:: DATASET CONTENT
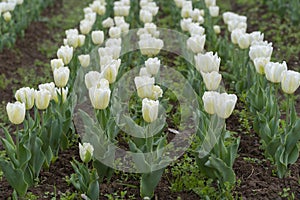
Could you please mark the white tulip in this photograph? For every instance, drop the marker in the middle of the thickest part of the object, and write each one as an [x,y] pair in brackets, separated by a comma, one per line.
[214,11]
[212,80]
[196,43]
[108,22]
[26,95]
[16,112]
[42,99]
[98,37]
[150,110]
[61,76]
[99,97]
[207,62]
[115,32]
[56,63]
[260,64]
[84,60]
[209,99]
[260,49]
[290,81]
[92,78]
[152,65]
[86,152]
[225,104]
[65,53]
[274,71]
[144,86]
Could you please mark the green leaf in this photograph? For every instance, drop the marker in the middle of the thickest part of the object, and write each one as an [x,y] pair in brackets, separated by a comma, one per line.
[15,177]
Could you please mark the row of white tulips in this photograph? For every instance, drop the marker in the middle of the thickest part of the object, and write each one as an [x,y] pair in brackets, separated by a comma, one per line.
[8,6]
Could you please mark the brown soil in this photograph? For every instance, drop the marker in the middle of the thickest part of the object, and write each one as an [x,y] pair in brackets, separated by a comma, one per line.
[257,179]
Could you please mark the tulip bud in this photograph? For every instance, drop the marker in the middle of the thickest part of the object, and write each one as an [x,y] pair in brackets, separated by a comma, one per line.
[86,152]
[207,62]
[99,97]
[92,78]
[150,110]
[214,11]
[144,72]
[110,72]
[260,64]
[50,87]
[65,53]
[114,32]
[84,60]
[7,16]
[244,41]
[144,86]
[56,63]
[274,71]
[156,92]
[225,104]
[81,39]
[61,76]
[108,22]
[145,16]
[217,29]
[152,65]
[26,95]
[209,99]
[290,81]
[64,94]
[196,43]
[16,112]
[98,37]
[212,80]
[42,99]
::::
:: DATASET CONTENT
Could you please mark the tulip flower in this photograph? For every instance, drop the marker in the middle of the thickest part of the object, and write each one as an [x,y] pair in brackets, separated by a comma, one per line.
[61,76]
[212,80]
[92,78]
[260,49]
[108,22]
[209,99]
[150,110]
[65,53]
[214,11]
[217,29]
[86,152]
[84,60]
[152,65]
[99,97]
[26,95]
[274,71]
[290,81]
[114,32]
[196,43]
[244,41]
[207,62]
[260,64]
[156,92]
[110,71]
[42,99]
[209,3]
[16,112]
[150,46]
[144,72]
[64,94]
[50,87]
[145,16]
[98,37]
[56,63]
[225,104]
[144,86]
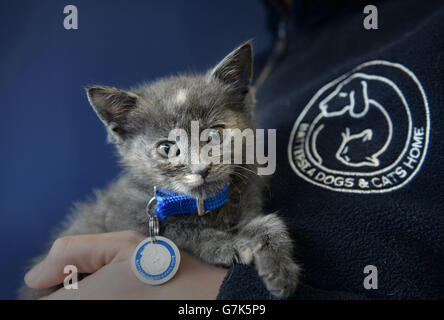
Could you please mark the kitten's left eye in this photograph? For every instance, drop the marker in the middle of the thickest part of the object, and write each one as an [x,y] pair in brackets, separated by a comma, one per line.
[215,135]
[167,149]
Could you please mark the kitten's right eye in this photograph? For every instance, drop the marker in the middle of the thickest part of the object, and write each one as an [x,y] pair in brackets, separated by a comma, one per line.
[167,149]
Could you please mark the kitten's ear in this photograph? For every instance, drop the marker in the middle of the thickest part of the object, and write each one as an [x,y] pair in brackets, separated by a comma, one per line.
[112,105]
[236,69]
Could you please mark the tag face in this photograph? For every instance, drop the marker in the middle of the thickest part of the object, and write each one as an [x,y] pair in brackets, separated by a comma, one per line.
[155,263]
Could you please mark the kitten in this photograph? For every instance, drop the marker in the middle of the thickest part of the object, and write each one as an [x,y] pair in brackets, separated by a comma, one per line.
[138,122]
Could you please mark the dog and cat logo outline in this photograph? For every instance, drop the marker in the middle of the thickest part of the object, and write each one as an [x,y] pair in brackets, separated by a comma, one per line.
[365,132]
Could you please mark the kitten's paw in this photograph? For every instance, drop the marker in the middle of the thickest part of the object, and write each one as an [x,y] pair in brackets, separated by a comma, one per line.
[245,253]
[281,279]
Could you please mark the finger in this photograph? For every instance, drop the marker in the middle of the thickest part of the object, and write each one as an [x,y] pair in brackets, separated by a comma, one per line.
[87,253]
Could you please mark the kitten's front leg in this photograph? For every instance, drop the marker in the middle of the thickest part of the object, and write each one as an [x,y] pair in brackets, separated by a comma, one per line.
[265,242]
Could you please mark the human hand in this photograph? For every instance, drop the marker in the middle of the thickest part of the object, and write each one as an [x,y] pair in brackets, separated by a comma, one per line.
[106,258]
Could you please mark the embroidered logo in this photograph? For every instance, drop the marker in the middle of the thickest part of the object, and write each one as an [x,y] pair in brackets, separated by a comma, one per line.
::::
Only the lines above starting with the one with "Could you please mark the finger" and going through the one with "Could you please mark the embroidered" are to be copied, word for word and with both ends kept.

[RESPONSE BOX]:
Could you please mark the finger in this photograph? For every instance, drop the marker in the middle of the thickest part of the object, and write each one as an [x,y] pair in brackets, separated by a comma, one per line.
[87,253]
Could you please mark the kitten's front leg in this photograph? For every instance, drop the marker in the middle of the thickest part of the object, and write each one as an [x,y] pair in brackets, separated by a comma, one per line.
[265,242]
Could you please mark the human hand in this photograph? For every instance, drop the marker in the middle of the thickest part of the object, and write each one as an [x,y] pair in brackets, separated by a comma, one per line.
[106,258]
Could you please mark the embroidered logo in this photograph? For every instance, drop the marker in the middle of the thickest part of the object, and write each one as an [x,y] pair in brackets, separated by a comma, one per line.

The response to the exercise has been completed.